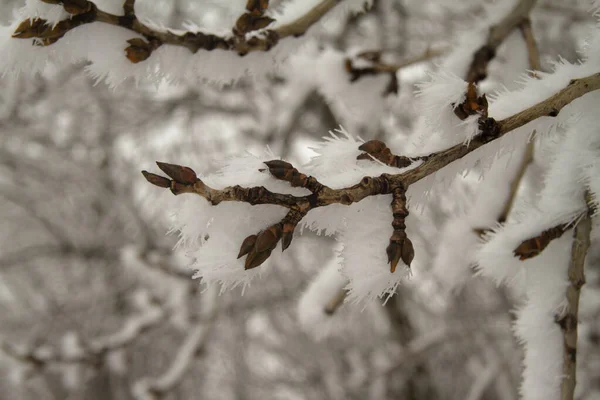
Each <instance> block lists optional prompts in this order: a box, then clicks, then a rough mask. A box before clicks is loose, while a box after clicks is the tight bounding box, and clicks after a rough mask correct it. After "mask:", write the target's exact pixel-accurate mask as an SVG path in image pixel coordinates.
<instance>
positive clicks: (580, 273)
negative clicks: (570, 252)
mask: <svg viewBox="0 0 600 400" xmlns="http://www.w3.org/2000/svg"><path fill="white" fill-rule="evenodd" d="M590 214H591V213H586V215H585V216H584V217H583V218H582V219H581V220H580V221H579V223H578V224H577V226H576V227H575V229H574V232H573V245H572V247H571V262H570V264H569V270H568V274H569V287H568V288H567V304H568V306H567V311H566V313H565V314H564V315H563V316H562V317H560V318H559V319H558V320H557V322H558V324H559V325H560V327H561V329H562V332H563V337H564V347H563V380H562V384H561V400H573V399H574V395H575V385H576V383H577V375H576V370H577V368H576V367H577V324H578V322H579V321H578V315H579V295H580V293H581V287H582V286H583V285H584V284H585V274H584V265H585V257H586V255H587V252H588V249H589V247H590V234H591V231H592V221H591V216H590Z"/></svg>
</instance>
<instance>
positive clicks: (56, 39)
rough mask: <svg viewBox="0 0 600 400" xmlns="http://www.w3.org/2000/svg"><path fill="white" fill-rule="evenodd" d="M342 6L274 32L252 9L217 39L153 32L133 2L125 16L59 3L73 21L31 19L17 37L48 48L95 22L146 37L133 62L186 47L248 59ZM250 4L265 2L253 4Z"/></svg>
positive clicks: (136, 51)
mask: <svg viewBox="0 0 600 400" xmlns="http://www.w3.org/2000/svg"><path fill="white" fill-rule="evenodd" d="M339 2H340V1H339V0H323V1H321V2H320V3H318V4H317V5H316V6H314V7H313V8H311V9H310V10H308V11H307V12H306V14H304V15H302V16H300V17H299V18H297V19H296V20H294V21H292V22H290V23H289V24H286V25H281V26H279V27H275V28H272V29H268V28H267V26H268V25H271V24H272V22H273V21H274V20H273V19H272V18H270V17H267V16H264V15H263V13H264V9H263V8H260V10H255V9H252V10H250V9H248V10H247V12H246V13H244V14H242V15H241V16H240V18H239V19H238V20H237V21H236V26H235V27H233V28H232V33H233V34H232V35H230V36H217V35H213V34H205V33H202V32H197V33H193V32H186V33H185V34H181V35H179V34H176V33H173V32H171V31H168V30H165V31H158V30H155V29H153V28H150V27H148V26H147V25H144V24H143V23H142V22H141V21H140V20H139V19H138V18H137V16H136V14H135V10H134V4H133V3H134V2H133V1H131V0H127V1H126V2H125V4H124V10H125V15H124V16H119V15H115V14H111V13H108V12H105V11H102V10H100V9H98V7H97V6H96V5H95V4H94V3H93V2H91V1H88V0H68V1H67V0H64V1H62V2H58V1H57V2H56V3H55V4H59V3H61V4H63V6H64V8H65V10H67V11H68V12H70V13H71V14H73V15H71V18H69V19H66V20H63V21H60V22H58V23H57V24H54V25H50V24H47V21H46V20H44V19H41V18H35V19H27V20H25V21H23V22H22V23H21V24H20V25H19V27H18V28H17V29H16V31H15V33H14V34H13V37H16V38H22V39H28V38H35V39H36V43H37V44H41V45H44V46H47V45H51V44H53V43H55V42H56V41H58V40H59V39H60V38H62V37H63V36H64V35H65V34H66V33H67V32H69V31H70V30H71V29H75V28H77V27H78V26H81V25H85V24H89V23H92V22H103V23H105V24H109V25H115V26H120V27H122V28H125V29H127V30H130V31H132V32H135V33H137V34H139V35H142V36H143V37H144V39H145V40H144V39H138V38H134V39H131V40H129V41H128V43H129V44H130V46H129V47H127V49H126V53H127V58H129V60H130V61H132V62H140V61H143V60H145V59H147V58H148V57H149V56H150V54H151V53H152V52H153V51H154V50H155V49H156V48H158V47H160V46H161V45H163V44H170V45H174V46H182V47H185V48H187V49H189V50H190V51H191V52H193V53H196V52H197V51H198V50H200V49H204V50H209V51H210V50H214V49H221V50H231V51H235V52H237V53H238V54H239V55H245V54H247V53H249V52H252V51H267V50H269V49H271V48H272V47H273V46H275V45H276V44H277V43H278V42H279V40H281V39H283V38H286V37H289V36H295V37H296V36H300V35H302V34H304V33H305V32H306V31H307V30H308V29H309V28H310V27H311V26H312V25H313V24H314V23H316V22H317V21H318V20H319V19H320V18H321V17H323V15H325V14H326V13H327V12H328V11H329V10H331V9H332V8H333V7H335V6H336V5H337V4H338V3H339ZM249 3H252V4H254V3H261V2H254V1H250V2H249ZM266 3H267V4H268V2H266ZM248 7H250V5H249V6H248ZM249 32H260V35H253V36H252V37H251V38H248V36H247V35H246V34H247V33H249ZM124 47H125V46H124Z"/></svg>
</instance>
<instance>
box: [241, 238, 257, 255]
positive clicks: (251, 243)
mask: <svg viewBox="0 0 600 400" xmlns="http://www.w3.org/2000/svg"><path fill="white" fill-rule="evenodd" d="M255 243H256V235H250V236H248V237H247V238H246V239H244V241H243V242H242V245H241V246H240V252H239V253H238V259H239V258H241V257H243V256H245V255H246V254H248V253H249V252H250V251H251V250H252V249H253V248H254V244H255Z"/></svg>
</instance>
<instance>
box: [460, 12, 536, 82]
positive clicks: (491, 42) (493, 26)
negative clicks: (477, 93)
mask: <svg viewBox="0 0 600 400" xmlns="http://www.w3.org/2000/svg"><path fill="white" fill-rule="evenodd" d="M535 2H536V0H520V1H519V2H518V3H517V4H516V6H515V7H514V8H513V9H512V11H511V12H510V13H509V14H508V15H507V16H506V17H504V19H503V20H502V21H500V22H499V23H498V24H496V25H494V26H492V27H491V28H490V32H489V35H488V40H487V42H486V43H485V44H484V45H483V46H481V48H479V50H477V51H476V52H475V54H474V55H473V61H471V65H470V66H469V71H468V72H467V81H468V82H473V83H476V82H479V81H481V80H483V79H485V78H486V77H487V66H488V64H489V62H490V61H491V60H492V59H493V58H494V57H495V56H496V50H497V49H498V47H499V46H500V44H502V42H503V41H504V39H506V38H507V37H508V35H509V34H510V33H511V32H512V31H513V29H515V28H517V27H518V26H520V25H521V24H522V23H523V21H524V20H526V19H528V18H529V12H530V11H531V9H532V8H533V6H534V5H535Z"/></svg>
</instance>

--*--

### Problem requirements:
Which lines of the rows above contain the word "negative"? Pick out each of them and copy it.

### Solved problem:
negative clicks: (570, 252)
negative clicks: (477, 93)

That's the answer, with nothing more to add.